(WHAT TO WORK ON)
Rewrite the rows below, swapping "object detector" for "object locator" and changing nothing else, and leave the pictures out of your answer.

________

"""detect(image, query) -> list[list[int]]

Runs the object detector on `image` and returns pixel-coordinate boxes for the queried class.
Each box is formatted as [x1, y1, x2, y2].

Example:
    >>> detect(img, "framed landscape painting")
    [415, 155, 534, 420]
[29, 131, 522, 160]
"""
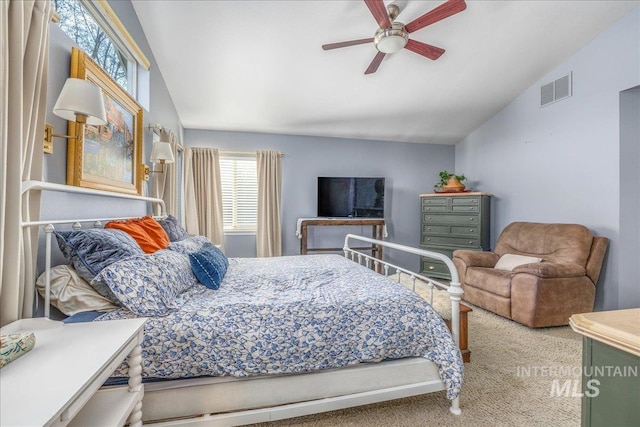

________

(FINAL ANSWER)
"""detect(image, query) -> list[list[int]]

Runs the object locator on `image` and returns pixel-coordinate boxes for the queried class.
Each box is formatted as [x1, y1, x2, y2].

Example:
    >>> detect(img, "framed landscape painting")
    [415, 155, 534, 420]
[29, 131, 522, 160]
"""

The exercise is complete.